Rewrite the records from the start through the line containing "[494,105,512,126]" as a Markdown table with the columns "Row" and "Line". Put one nonblank line in each row, numbered in order, and leave out blank lines.

Object detection data

+++

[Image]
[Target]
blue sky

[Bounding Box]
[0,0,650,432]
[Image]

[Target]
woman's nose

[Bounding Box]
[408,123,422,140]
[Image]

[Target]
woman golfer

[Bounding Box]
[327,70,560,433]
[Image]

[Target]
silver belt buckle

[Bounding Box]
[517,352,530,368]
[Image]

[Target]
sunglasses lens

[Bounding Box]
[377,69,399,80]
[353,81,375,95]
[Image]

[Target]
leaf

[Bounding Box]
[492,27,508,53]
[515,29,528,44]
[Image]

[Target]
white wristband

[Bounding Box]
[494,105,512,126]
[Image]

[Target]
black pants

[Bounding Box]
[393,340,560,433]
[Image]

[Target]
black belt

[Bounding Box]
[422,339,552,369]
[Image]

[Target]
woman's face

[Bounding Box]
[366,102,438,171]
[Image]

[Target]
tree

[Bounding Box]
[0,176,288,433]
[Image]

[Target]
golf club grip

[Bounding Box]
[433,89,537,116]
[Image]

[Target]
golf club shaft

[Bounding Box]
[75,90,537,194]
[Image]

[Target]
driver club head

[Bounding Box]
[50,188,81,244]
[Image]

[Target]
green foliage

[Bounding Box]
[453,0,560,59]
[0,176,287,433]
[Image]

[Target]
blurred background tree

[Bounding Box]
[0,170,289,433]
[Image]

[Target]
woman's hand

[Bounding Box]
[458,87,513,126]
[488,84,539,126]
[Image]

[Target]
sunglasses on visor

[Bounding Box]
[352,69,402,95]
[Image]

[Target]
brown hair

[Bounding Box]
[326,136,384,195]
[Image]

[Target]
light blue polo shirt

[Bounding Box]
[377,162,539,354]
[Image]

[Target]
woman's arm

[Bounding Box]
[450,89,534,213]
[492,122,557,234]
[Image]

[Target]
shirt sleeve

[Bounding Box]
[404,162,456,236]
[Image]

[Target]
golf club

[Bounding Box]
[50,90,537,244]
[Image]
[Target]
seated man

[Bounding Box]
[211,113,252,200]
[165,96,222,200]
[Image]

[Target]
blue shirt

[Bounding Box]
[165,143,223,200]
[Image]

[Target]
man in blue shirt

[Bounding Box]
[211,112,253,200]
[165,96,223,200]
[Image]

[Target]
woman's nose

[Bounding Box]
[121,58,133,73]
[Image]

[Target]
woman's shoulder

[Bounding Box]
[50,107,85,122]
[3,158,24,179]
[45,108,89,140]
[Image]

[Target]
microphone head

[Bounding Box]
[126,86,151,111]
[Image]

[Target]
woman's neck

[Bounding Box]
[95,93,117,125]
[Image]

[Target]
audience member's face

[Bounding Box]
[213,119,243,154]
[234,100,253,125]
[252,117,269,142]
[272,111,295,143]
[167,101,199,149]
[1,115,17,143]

+++

THE SOLUTION:
| Row | Line |
|---|---|
| 1 | [Image] |
| 2 | [Target] |
| 3 | blue sky |
| 4 | [Bounding Box] |
| 5 | [0,0,650,432] |
| 6 | [Image] |
| 7 | [Target] |
| 8 | woman's nose |
| 9 | [Bounding Box] |
| 10 | [408,123,422,140] |
| 11 | [Image] |
| 12 | [Target] |
| 13 | woman golfer |
| 14 | [Bounding Box] |
| 15 | [327,70,560,433] |
| 16 | [Image] |
| 17 | [Target] |
| 18 | silver belt buckle |
| 19 | [Bounding Box] |
| 20 | [517,352,530,368] |
| 21 | [Image] |
| 22 | [Target] |
| 23 | sunglasses lens |
| 24 | [Bounding Box] |
| 25 | [377,69,399,80] |
| 26 | [353,81,375,95] |
| 27 | [Image] |
| 28 | [Target] |
| 29 | leaf |
| 30 | [Bounding Box] |
| 31 | [492,27,508,53] |
| 32 | [515,29,528,44] |
| 33 | [Image] |
| 34 | [Target] |
| 35 | white wristband |
| 36 | [Bounding Box] |
| 37 | [494,105,512,126] |